Directions:
Could you convert the data below into a Markdown table with the columns "Row" and "Line", numbering rows consecutively from 1 and skipping blank lines? Leave the pictures out of the answer.

Source records:

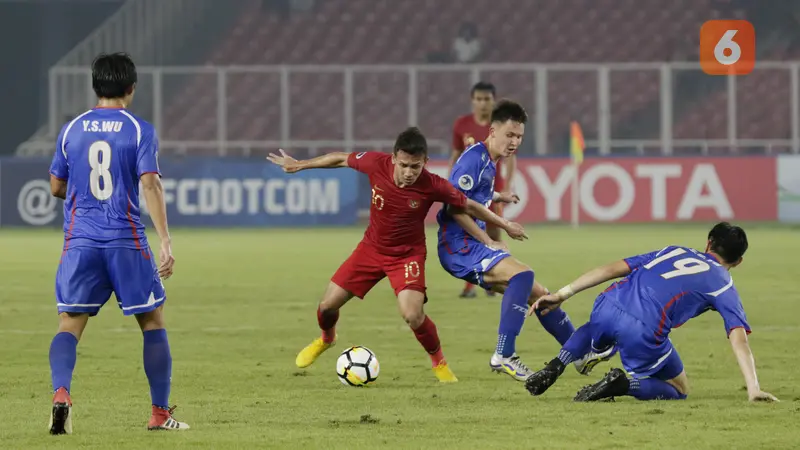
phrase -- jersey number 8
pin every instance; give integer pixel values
(683, 266)
(100, 162)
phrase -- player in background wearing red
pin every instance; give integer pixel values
(473, 128)
(394, 243)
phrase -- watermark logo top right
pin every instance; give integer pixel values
(727, 47)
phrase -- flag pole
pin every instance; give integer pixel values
(576, 148)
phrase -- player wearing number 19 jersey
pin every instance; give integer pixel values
(660, 291)
(100, 158)
(394, 243)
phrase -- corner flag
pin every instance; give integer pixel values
(576, 144)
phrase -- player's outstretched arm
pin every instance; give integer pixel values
(480, 212)
(290, 165)
(588, 280)
(454, 154)
(741, 348)
(154, 198)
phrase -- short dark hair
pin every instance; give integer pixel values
(728, 241)
(483, 86)
(411, 141)
(506, 110)
(113, 75)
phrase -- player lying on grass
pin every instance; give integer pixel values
(660, 291)
(100, 159)
(467, 252)
(394, 243)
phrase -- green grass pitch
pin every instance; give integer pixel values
(242, 303)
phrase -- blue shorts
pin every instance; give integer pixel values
(642, 353)
(87, 276)
(471, 262)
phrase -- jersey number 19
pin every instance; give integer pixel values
(683, 266)
(100, 162)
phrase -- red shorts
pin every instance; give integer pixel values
(366, 267)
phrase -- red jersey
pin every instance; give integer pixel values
(397, 215)
(467, 132)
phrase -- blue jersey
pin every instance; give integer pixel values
(473, 174)
(668, 287)
(101, 155)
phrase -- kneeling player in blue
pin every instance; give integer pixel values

Task solution:
| Row | Line |
|---|---|
| 1 | phrase -- jersey number 8 |
| 2 | pin every instance; give integer pixel values |
| 3 | (683, 266) |
| 4 | (100, 162) |
| 5 | phrase -- player in background wearing red |
| 6 | pin every instance; give integer pixel values |
| 7 | (473, 128) |
| 8 | (394, 243) |
| 9 | phrase -- watermark logo top right |
| 10 | pin every instance; give integer pixel values |
| 11 | (727, 47) |
| 12 | phrase -- flag pole |
| 13 | pin every instance; give integer pixel values |
| 14 | (576, 148) |
| 15 | phrase -- player wearing number 19 jersey |
| 16 | pin every instance; give integer pixel values |
| 17 | (660, 291) |
| 18 | (100, 158) |
| 19 | (394, 243) |
| 20 | phrase -- corner flag |
| 21 | pin every instance; give integer pixel values |
| 22 | (576, 144) |
| 23 | phrase -- player's outstretched arm |
| 24 | pin every instance; give integer pixel values |
| 25 | (480, 212) |
| 26 | (290, 165) |
| 27 | (588, 280) |
| 28 | (454, 154) |
| 29 | (741, 348) |
| 30 | (154, 198) |
| 31 | phrase -- short dark hair |
| 32 | pin every instance; give integer pixel values |
| 33 | (728, 241) |
| 34 | (483, 86) |
| 35 | (411, 141) |
| 36 | (506, 110) |
| 37 | (113, 75) |
| 38 | phrase -- player lying on grass |
| 39 | pin every instance; give integer pixel values |
| 40 | (660, 291) |
| 41 | (100, 159) |
| 42 | (467, 252) |
| 43 | (394, 243) |
| 44 | phrase -- green grass pitch |
| 45 | pin every instance; give integer pixel values |
| 46 | (242, 303) |
| 47 | phrase -- blue shorts |
| 48 | pin every instance; give integer pixel values |
| 49 | (642, 353) |
| 50 | (87, 276) |
| 51 | (471, 262) |
| 52 | phrase -- jersey number 19 |
| 53 | pin every instance; give integer pixel values |
| 54 | (683, 266) |
| 55 | (100, 162) |
| 56 | phrase -- red shorts |
| 57 | pin every instance; give integer pixel values |
| 58 | (366, 267) |
| 59 | phrase -- red jersey |
| 60 | pin every instance; give integer pixel values |
| 61 | (397, 215) |
| 62 | (467, 132) |
| 63 | phrase -- blue jersey |
| 64 | pin every instance; give integer pixel values |
| 65 | (473, 174) |
| 66 | (668, 287) |
| 67 | (101, 155) |
| 68 | phrase -- kneeling player in blue |
| 69 | pin every instance; give integer pixel values |